**ОТРЫВОК ТЕКСТА**
● ● ● ● ●

Читаем Воспоминания полностью

Какая-то женщина плохо одетая, с заплаканными глазами, подсаживается ко мне и просит взглянуть на ее прошение, — так ли там написано? В прошении какая-то несообразность. Я советую ей показать прошение офицеру, так как видела, что он уже чье-то просматривал. Она боится, просит, чтобы я показала. Я подхожу с ней к офицеру и обращаю его внимание на просительницу. Голос обыкновенный, — ни в чем не проявляется волнение. Я довольна. — Кошмарной тяжести, давившей меня со вчерашнего вечера, нет и следа. Ничего на душе, кроме заботы, чтобы все сошло, как задумано.

Адъютант повел нас в следующую комнату, меня первую, и поставил с краю а в это же время из других дверей вышел Трепов с целой свитой военных, и все направились ко мне.

На мгновение это смутило, встревожило меня. Обдумывая все подробности, я нашла неудобным стрелять в момент подачи прошения: и он, и свита на меня смотрят, рука занята бумагой и проч., и решила сделать это раньше, когда Трепов остановится; не доходя до меня, против соседа.

И вдруг нет соседа до меня, — я оказалась первой…

Не все ли равно: выстрелю, когда он остановится около следующей за мной просительницы, — окрикнула я себя внутренно, и минутная тревога тотчас же улеглась, точно ее и не было.

О чем прошение?

— О выдаче свидетельства о поведении.

Черкнул что-то карандашом и обратился к соседке. Револьвер уже в руке, нажала собачку… Осечка.

Екнуло сердце, опять, выстрел, крик…

— Теперь должны броситься бить, — значилось в моей столько раз пережитой картине будущего.

Но произошла пауза. Она, вероятно, длилась всего несколько секунд, но я ее почувствовала.

Револьвер я бросила, — это тоже было решено заранее, иначе, в свалке, он мог сам собой выстрелить. Стояла и ждала.

«На преступницу напал столбняк», — писали потом в газетах [177].

Вдруг все задвигалось: просители разбегались, чины полиции бросились ко мне, схватили с двух сторон.

— Где револьвер?

● ● ● ● ●

**ИСХОДНЫЕ ДАННЫЕ**

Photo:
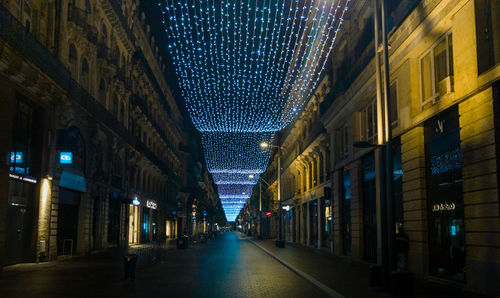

● ● ● ● ●

**ЗАДАЧИ**
a: Что произошло в отрывке из воспоминаний о покушении на Трепова, когда рассказчица впервые нажала на собачку револьвера?
b: Напишите продолжение отрывка из воспоминаний о покушении на Трепова, начав сразу после реплики «— Где револьвер?».

**ОТВЕТЫ**
a: Произошла осечка.

b:
— Бросила, он на полу.

— Револьвер! Револьвер! отдайте! — продолжали кричать, дергая в разные стороны.

Предо мной очутилось существо (Курнеев, как я потом узнала): глаза совершенно круглые, из широко раскрытого рта раздается не крик, а рычание, и две огромные руки со скрюченными пальцами направляются мне прямо в глаза. Я их зажмурила из всех сил, он ободрал мне только щеку. Посыпались удары, меня повалили и продолжали бить.

Все шло так, как я ожидала, излишним было только покушение на мои глаза, но теперь я лежала лицом вниз, и они были в безопасности. Но, что было совершенно неожиданно, так это то, что я не чувствовала ни малейшей боли; чувствовала удары, а боли не было. Я почувствовала боль только ночью, когда меня заперли наконец, в камере.

— Вы убьете ее?

— Уже убили, кажется.

— Так нельзя: оставьте, оставьте, — нужно же произвести следствие!

Около меня началась борьба: кого-то отталкивали. — должно быть Курнеева.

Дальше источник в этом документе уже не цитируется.